◆ Task objective: Write out, word for word, the part of the listing below that opens with the line containing "box: [709, 168, 745, 181]" and closes with the line containing "179L720 183L737 182L740", keeping both of those lines and adding no others.

[Data shown Boundary: Start]

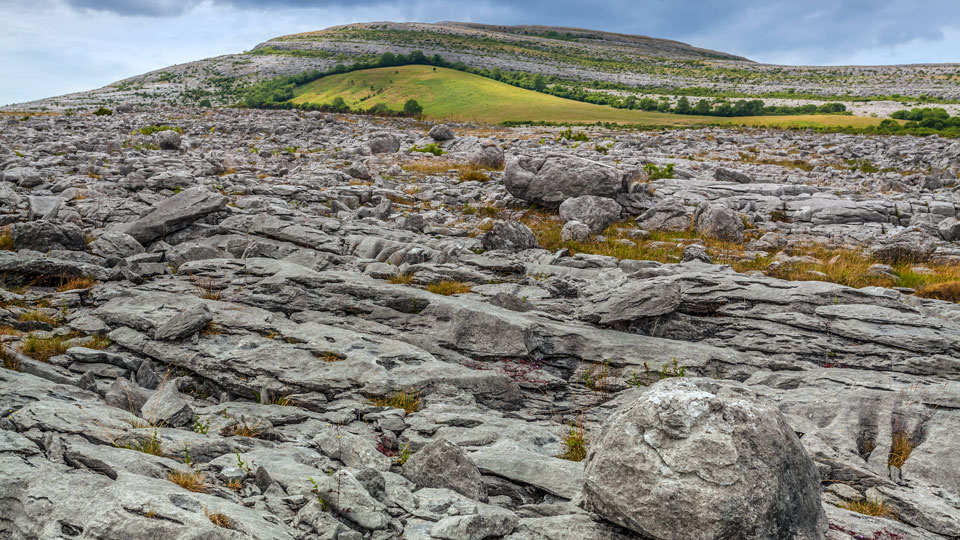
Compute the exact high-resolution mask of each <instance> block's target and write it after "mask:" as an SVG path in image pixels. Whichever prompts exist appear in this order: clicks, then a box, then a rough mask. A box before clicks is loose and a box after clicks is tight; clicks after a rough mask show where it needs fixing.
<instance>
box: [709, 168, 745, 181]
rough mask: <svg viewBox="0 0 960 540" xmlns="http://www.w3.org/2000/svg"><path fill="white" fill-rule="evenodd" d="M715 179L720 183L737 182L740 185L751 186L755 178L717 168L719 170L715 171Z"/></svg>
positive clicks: (713, 175) (714, 174)
mask: <svg viewBox="0 0 960 540" xmlns="http://www.w3.org/2000/svg"><path fill="white" fill-rule="evenodd" d="M713 177H714V178H716V179H717V180H718V181H720V182H737V183H739V184H750V183H752V182H753V178H750V177H749V176H747V175H746V174H743V173H742V172H738V171H731V170H730V169H724V168H723V167H717V169H716V170H715V171H713Z"/></svg>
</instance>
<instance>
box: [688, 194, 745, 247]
mask: <svg viewBox="0 0 960 540" xmlns="http://www.w3.org/2000/svg"><path fill="white" fill-rule="evenodd" d="M693 223H694V227H695V228H696V230H697V232H699V233H702V234H705V235H707V236H710V237H713V238H717V239H720V240H727V241H728V242H737V243H739V242H743V230H744V226H743V220H741V219H740V216H738V215H737V213H736V212H734V211H733V210H731V209H729V208H727V207H726V206H725V205H723V204H721V203H704V204H701V205H700V206H699V207H697V211H696V212H694V214H693Z"/></svg>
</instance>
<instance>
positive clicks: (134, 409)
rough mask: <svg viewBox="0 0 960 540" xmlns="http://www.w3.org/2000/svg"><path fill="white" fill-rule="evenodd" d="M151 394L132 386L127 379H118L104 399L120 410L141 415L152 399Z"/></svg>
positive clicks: (134, 385) (114, 382) (113, 384)
mask: <svg viewBox="0 0 960 540" xmlns="http://www.w3.org/2000/svg"><path fill="white" fill-rule="evenodd" d="M151 394H152V392H150V391H149V390H147V389H146V388H141V387H140V386H137V385H135V384H132V383H131V382H130V381H128V380H126V379H121V378H117V379H116V380H115V381H113V384H111V385H110V389H109V390H107V393H106V394H104V396H103V399H104V401H106V402H107V403H109V404H110V405H112V406H114V407H116V408H118V409H123V410H125V411H130V412H133V413H139V412H140V411H141V410H142V409H143V406H144V405H145V404H146V403H147V401H148V400H149V399H150V395H151Z"/></svg>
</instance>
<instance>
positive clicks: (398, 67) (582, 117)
mask: <svg viewBox="0 0 960 540" xmlns="http://www.w3.org/2000/svg"><path fill="white" fill-rule="evenodd" d="M336 97H342V98H343V99H344V101H346V103H347V105H348V106H350V108H352V109H358V108H359V109H369V108H370V107H373V106H374V105H376V104H378V103H383V104H385V105H387V106H388V107H389V108H390V109H392V110H395V111H400V110H402V109H403V104H404V103H405V102H406V100H408V99H410V98H414V99H416V100H417V101H418V102H419V103H420V105H422V106H423V114H424V116H425V117H426V118H428V119H431V120H451V121H476V122H489V123H500V122H507V121H514V122H516V121H533V122H557V123H594V122H611V123H619V124H638V125H650V126H694V125H705V124H714V125H731V124H732V125H742V126H778V127H837V126H849V127H866V126H872V125H878V124H879V123H880V119H879V118H865V117H857V116H833V115H797V116H748V117H733V118H723V117H715V116H686V115H677V114H668V113H658V112H647V111H639V110H627V109H615V108H613V107H608V106H604V105H594V104H592V103H583V102H579V101H573V100H569V99H563V98H559V97H556V96H551V95H548V94H541V93H539V92H534V91H532V90H525V89H523V88H518V87H516V86H511V85H509V84H505V83H502V82H498V81H495V80H493V79H488V78H486V77H481V76H479V75H473V74H470V73H464V72H462V71H456V70H452V69H446V68H440V67H438V68H433V67H431V66H420V65H412V66H400V67H390V68H377V69H368V70H362V71H354V72H351V73H343V74H339V75H331V76H328V77H323V78H321V79H318V80H316V81H313V82H311V83H308V84H305V85H303V86H301V87H299V88H297V89H296V90H295V91H294V98H293V99H292V100H291V101H292V102H293V103H296V104H300V103H317V104H323V103H330V102H332V101H333V99H334V98H336Z"/></svg>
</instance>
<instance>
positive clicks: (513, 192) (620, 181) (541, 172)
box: [503, 154, 627, 208]
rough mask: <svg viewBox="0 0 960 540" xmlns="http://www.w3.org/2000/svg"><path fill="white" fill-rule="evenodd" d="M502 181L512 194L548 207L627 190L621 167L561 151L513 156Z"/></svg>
mask: <svg viewBox="0 0 960 540" xmlns="http://www.w3.org/2000/svg"><path fill="white" fill-rule="evenodd" d="M503 182H504V184H505V185H506V188H507V191H509V192H510V194H511V195H513V196H514V197H517V198H518V199H523V200H525V201H529V202H532V203H536V204H542V205H544V206H548V207H551V208H556V207H558V206H560V204H561V203H563V201H565V200H567V199H571V198H573V197H582V196H583V195H596V196H598V197H607V198H610V199H615V198H616V197H617V195H619V194H621V193H626V191H627V182H626V179H625V177H624V174H623V173H622V172H621V171H619V170H617V169H615V168H614V167H611V166H609V165H605V164H603V163H599V162H596V161H591V160H589V159H584V158H581V157H577V156H568V155H563V154H551V155H549V156H547V157H526V156H525V157H520V158H518V159H513V160H511V161H510V163H509V164H507V168H506V170H505V171H504V175H503Z"/></svg>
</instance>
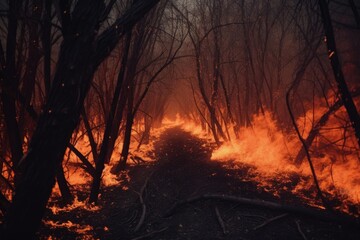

[Data shown Boundary: End]

◆ Written answer:
box: [709, 168, 745, 181]
rough mask: <svg viewBox="0 0 960 540" xmlns="http://www.w3.org/2000/svg"><path fill="white" fill-rule="evenodd" d="M715 179L720 183L737 182L740 185L751 186L755 178L717 168L719 170L715 171Z"/></svg>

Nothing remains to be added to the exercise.